Après Davos
Éditorial
L’interdépendance économique, longtemps saluée comme une garantie de la paix mondiale, est désormais source d’angoisses. L’enthousiasme à l’endroit de la mondialisation s’est effacé au profit d’une nouvelle géopolitique où priment les alliances régionales et les logiques de prédation. Il importe de résister au repli nationaliste, comme à une nouvelle bipartition du monde.
Avec l’été qui s’ouvre, si chacun sent que nous n’en avons pas encore fini avec les rebonds épidémiques et les variants – les images de Shanghaï strictement confiné jusque tout récemment sont là pour nous le rappeler – prédomine malgré tout l’impression que le temps a repris son cours. Après deux années d’interruptions et de faux départs, les frontières se sont rouvertes et la circulation des voyageurs a repris ; il redevient possible de faire des projets.

● **Entrées du corpus**
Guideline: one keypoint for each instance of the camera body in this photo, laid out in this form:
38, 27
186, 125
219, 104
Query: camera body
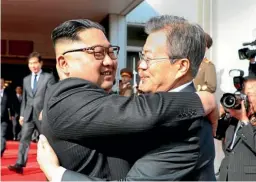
246, 53
232, 101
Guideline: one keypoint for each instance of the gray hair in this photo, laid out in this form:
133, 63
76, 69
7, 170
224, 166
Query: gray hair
184, 39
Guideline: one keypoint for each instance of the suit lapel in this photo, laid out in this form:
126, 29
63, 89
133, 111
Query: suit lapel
39, 83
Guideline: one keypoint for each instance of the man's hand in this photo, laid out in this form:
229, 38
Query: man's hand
210, 109
240, 114
46, 157
21, 120
40, 118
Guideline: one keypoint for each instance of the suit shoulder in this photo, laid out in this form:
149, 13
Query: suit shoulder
27, 77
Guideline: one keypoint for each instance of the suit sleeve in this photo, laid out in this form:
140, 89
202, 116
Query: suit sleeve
210, 78
248, 135
23, 102
78, 116
75, 176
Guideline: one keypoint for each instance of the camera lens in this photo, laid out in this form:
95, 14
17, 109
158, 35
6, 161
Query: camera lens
229, 101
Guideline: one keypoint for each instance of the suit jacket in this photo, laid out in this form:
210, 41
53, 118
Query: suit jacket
17, 105
191, 159
252, 69
6, 106
239, 163
83, 124
32, 104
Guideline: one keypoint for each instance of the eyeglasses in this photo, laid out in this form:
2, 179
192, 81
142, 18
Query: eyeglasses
150, 61
99, 51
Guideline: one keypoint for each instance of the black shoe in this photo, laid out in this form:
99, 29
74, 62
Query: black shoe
16, 168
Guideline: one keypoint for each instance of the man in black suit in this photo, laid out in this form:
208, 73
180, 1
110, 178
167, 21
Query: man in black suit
239, 163
16, 106
102, 127
34, 89
6, 114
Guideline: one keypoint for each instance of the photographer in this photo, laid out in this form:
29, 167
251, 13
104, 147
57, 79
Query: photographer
252, 67
240, 140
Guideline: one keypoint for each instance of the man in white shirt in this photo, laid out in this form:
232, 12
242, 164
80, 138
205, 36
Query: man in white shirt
167, 63
16, 127
34, 89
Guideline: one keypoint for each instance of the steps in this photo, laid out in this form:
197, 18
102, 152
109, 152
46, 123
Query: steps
32, 171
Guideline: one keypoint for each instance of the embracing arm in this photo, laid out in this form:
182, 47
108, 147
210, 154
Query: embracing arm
83, 113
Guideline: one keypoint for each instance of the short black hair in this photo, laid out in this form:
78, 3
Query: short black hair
184, 39
69, 29
35, 55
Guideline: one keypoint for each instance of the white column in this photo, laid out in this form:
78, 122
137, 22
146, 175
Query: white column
118, 36
204, 17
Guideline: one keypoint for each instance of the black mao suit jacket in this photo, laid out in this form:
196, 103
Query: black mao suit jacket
85, 126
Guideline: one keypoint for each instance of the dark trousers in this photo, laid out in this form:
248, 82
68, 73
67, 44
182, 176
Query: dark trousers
26, 134
16, 127
4, 126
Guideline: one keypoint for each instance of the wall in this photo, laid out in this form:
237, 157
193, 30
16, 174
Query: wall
42, 42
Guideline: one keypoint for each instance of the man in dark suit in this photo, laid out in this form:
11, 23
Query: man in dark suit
6, 114
113, 125
239, 163
16, 106
34, 89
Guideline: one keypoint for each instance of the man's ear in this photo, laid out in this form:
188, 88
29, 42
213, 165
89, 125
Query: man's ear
62, 65
183, 67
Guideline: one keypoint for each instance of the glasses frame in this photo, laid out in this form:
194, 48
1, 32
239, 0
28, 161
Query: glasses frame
147, 61
87, 49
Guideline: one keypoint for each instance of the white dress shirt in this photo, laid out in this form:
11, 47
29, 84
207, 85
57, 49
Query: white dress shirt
33, 77
61, 170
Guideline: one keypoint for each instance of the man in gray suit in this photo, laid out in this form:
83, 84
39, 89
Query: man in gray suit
169, 61
34, 89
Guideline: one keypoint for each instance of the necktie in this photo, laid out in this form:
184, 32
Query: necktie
239, 127
34, 84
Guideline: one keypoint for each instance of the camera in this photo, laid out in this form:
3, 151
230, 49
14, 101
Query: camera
233, 101
246, 53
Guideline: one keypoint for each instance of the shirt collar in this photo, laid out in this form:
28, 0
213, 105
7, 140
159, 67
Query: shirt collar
178, 89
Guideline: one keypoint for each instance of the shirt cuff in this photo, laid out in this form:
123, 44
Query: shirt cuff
58, 173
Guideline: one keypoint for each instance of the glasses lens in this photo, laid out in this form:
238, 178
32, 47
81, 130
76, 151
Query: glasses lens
99, 52
113, 52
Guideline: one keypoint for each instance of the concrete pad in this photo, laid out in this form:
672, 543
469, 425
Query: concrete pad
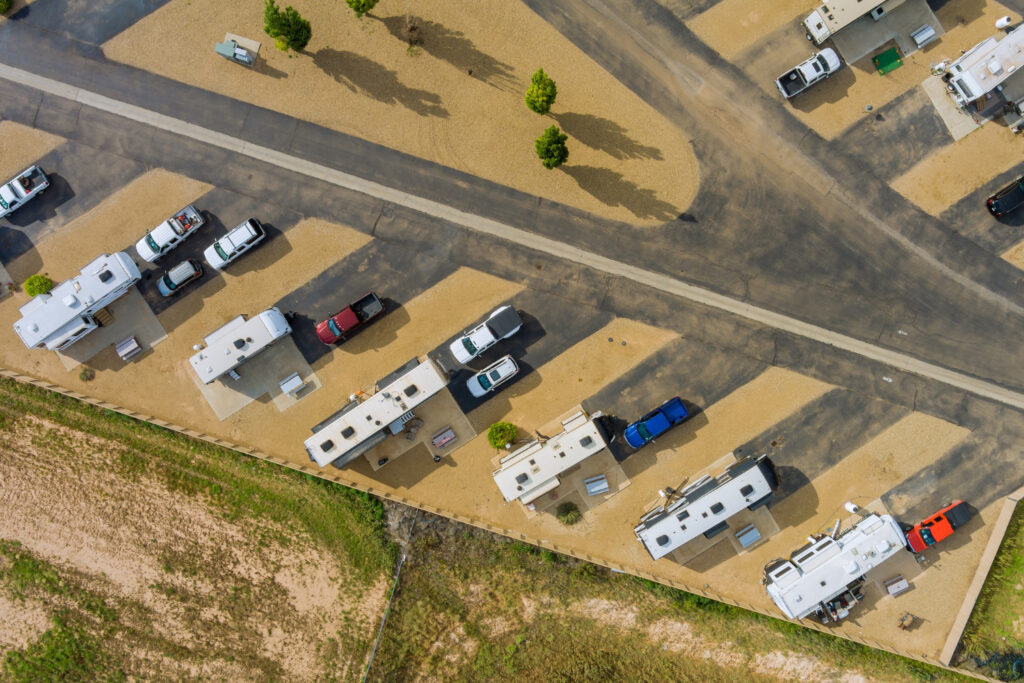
132, 317
954, 171
20, 146
865, 36
258, 376
734, 26
957, 122
115, 225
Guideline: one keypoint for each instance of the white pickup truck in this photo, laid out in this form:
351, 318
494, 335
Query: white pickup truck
169, 233
816, 68
16, 191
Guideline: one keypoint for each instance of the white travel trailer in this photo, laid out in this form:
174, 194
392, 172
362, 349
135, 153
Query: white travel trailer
58, 318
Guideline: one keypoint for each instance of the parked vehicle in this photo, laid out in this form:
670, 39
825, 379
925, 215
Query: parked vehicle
500, 325
15, 193
235, 244
816, 68
493, 376
169, 233
1007, 200
355, 314
655, 423
178, 276
938, 527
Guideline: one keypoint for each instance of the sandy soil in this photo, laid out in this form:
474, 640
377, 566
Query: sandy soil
939, 180
20, 146
77, 512
457, 99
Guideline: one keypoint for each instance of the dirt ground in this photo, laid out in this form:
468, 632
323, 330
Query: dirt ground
138, 541
20, 146
456, 99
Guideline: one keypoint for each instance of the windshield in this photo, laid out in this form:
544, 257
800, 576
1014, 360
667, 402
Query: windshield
642, 429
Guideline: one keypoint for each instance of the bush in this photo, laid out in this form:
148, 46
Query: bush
37, 284
541, 93
568, 513
501, 434
551, 147
287, 27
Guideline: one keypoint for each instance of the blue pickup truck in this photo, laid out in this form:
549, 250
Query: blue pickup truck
655, 423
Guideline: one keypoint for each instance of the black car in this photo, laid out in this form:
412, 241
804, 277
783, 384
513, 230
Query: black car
1008, 199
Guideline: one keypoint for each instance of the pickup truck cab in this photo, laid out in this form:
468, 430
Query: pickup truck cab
816, 68
500, 325
355, 314
235, 244
938, 527
655, 423
15, 193
169, 233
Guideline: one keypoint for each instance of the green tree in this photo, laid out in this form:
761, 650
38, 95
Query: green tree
360, 7
568, 513
541, 93
287, 27
38, 285
501, 434
551, 147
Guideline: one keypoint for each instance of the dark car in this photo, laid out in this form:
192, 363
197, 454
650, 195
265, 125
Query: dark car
1008, 199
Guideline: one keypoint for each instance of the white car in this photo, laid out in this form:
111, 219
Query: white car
493, 376
500, 325
235, 244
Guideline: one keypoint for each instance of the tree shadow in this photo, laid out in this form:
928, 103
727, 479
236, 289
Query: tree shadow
369, 78
611, 188
604, 134
453, 46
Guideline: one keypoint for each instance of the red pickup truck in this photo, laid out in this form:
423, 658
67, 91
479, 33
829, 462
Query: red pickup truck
354, 314
938, 527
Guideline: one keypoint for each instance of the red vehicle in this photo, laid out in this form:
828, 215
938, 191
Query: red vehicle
354, 314
938, 527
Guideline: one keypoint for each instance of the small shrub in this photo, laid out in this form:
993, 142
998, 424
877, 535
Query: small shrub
541, 93
501, 434
37, 284
551, 147
568, 513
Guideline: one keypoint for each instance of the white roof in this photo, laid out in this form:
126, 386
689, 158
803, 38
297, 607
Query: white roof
230, 345
985, 66
822, 569
375, 414
47, 318
702, 505
532, 470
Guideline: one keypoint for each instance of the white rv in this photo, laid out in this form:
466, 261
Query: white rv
232, 344
527, 473
58, 318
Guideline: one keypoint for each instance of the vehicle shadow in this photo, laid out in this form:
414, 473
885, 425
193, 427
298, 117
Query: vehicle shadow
453, 46
612, 188
44, 206
366, 77
605, 135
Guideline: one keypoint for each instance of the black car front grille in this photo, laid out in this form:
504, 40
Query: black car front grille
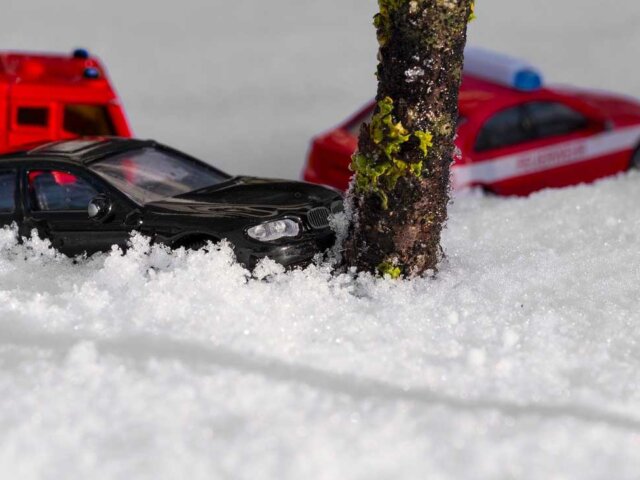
318, 217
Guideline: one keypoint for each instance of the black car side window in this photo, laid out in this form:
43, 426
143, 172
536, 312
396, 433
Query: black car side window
550, 119
504, 129
55, 190
7, 192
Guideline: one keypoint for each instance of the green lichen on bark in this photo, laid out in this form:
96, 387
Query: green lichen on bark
401, 181
379, 172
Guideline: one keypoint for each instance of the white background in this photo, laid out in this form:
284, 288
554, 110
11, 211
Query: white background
520, 361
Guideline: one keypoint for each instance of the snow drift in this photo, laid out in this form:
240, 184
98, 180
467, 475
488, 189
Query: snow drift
519, 360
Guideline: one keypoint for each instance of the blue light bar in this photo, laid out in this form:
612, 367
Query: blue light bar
91, 73
502, 69
82, 53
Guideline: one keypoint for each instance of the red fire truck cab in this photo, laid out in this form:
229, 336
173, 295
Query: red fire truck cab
56, 97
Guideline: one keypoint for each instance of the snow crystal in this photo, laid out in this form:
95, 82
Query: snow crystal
519, 360
519, 357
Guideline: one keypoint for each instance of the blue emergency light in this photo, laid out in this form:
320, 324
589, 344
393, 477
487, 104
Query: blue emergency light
502, 69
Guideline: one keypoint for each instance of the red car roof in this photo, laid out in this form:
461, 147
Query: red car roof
42, 69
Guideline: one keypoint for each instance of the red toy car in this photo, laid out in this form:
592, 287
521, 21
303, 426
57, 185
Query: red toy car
516, 136
56, 97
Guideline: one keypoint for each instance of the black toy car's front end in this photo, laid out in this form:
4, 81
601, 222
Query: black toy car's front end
90, 194
286, 221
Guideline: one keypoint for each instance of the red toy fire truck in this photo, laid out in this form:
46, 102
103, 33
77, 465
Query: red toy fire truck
516, 135
56, 97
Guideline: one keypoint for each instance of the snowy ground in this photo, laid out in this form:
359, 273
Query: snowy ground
521, 360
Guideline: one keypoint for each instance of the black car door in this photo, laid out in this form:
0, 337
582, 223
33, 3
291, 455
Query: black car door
56, 202
8, 195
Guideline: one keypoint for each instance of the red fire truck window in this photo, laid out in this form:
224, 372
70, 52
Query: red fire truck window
87, 120
33, 116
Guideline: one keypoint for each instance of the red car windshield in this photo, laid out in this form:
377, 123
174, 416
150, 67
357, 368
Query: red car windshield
149, 175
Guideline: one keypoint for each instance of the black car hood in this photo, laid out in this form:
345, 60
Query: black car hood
248, 197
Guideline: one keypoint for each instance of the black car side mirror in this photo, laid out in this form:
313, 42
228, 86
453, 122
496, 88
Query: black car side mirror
100, 208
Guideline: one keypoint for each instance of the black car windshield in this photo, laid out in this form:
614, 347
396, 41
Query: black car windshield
148, 175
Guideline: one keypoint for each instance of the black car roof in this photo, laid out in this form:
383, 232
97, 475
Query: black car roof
81, 151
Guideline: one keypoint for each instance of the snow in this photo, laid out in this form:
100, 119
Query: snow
520, 360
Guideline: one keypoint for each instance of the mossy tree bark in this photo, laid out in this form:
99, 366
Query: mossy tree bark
401, 187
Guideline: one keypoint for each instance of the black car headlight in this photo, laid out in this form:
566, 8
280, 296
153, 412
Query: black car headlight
269, 231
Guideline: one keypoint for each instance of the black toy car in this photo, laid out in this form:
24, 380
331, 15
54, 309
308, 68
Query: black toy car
89, 194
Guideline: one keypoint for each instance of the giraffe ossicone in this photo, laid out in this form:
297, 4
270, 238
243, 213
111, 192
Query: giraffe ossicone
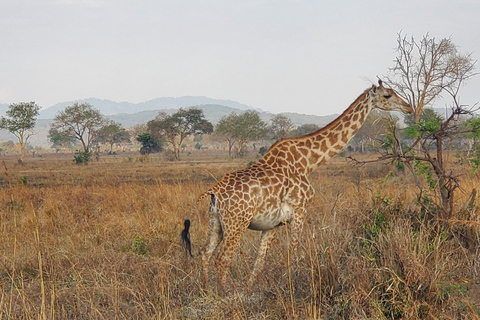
276, 190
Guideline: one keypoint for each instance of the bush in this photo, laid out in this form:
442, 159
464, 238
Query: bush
82, 157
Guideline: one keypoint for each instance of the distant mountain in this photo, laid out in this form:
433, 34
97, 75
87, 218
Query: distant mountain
3, 109
109, 107
214, 113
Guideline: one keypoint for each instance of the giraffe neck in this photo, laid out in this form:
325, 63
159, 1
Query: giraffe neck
304, 154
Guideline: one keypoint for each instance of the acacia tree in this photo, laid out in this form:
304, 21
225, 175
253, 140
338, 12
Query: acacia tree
113, 132
249, 127
79, 121
176, 127
423, 72
240, 129
280, 126
225, 129
20, 120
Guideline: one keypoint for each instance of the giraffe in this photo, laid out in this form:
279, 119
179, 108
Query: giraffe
276, 189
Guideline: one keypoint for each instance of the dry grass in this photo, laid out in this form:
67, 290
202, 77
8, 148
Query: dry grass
102, 242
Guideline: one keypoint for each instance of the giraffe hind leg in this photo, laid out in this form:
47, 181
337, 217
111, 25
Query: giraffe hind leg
265, 242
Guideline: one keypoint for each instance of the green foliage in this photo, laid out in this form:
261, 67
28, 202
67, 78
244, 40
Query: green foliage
82, 157
176, 127
112, 133
20, 120
280, 126
424, 168
78, 121
429, 124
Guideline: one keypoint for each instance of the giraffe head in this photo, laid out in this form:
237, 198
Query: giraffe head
386, 99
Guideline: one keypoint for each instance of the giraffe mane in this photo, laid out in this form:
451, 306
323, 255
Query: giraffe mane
328, 126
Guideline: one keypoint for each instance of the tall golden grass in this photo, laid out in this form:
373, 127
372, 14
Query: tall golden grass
102, 242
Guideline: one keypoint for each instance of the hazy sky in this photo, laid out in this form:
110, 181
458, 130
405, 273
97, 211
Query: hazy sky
311, 57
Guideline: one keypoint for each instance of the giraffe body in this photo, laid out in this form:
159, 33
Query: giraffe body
276, 190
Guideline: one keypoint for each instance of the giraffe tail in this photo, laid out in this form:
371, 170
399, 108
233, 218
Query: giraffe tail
187, 244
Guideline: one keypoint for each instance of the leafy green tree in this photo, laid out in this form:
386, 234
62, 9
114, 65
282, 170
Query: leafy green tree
176, 127
60, 141
249, 127
149, 144
80, 121
112, 133
280, 126
240, 129
20, 120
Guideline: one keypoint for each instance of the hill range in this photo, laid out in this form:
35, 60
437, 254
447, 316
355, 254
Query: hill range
130, 114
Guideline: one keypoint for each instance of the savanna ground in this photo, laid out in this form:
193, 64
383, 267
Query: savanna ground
102, 242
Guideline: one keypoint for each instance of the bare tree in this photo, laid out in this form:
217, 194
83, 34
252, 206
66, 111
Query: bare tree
424, 71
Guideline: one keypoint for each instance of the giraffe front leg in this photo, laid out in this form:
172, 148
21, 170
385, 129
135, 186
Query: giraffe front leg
231, 241
296, 227
265, 242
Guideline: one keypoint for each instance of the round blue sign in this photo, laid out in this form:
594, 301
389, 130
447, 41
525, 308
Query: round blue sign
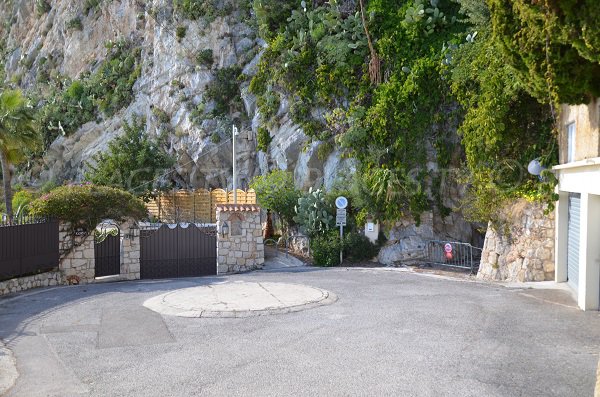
341, 202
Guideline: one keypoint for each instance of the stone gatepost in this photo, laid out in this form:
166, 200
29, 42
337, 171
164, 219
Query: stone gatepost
240, 245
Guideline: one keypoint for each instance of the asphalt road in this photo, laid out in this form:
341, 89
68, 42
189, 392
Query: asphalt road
389, 333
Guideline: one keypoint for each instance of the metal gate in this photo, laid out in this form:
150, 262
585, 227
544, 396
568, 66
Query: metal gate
573, 240
107, 256
172, 251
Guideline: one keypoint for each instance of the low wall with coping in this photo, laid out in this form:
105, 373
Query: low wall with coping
524, 249
24, 283
77, 264
242, 247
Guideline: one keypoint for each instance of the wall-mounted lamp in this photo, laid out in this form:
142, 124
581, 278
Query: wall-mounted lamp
224, 229
536, 168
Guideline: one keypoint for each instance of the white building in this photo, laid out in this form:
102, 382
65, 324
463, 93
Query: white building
578, 210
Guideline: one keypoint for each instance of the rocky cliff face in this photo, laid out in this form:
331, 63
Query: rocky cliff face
73, 33
171, 80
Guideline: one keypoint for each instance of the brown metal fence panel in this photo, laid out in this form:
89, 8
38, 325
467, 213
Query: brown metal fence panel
28, 249
107, 256
178, 252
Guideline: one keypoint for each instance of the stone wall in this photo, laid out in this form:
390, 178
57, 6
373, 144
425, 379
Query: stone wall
24, 283
77, 264
242, 248
522, 249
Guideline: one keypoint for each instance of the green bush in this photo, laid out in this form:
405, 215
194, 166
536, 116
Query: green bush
162, 116
225, 91
263, 139
86, 205
215, 137
42, 6
358, 247
325, 249
91, 5
314, 213
180, 33
109, 89
276, 192
133, 161
205, 58
74, 24
21, 201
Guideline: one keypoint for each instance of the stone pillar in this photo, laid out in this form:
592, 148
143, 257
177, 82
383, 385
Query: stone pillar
242, 247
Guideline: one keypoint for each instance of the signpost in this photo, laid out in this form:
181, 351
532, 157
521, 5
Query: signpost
340, 219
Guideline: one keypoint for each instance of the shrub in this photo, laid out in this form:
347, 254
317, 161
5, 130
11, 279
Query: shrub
225, 91
86, 205
276, 192
42, 7
358, 247
162, 116
324, 150
263, 139
314, 213
325, 249
180, 33
74, 24
205, 57
215, 137
90, 5
132, 162
109, 89
21, 201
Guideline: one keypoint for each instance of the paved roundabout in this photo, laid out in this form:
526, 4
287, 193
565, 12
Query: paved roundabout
239, 299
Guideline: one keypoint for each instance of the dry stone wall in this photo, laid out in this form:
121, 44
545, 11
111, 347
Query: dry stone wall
242, 247
521, 250
24, 283
77, 261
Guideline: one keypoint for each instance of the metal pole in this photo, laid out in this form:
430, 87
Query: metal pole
341, 244
234, 167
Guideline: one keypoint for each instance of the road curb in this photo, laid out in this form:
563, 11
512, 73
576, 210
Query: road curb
8, 369
597, 392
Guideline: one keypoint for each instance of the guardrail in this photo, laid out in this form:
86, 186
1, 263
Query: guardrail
453, 254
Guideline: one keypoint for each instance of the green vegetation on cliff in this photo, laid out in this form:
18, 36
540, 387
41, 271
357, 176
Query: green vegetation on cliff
393, 94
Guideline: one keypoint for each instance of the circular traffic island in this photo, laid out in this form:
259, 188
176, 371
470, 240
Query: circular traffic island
239, 299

● **Consigne donnée 1**
Dans l'éditorial, relevez tout ce que la phrase commençant par « Après deux années d'interruptions » présente comme rétabli.
● **Consigne donnée 2**
Comptez les lignes des entrées où figure la chaîne « rocky », en tenant compte de la casse, puis indiquez uniquement ce nombre.
Les entrées n'ont aucun lien avec l'éditorial.

● **Réponse rédigée 1**
- Les frontières se sont rouvertes.
- La circulation des voyageurs a repris.
- Il redevient possible de faire des projets.

● **Réponse rédigée 2**
2